## Instructions for the task
Render the lines below, from the one containing "nose. Return only the coordinates." through the end, as a Markdown table with the columns "Row" and "Line". Number each row, include both ends, and leave out blank lines.

-- start Records for this exercise --

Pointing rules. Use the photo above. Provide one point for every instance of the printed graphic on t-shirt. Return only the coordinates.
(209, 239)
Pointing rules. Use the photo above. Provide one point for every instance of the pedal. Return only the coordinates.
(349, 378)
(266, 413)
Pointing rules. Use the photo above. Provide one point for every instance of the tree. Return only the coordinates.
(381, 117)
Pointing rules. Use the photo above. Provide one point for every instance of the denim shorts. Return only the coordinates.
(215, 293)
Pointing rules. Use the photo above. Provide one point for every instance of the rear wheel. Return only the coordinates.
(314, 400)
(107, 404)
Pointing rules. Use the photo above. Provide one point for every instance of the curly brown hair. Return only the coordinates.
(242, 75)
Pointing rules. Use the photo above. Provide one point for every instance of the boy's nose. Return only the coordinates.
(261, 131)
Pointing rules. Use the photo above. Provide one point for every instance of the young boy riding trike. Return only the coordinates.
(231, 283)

-- end Records for this exercise --

## Exercise result
| Row | Line |
|---|---|
| 1 | Pointing rules. Use the photo above. Provide one point for every instance of the boy's nose. Return only the coordinates. |
| 2 | (261, 131) |
| 3 | Pointing rules. Use the photo above. Provide one point for every instance of the young boy riding trike. Return only the coordinates. |
| 4 | (231, 283) |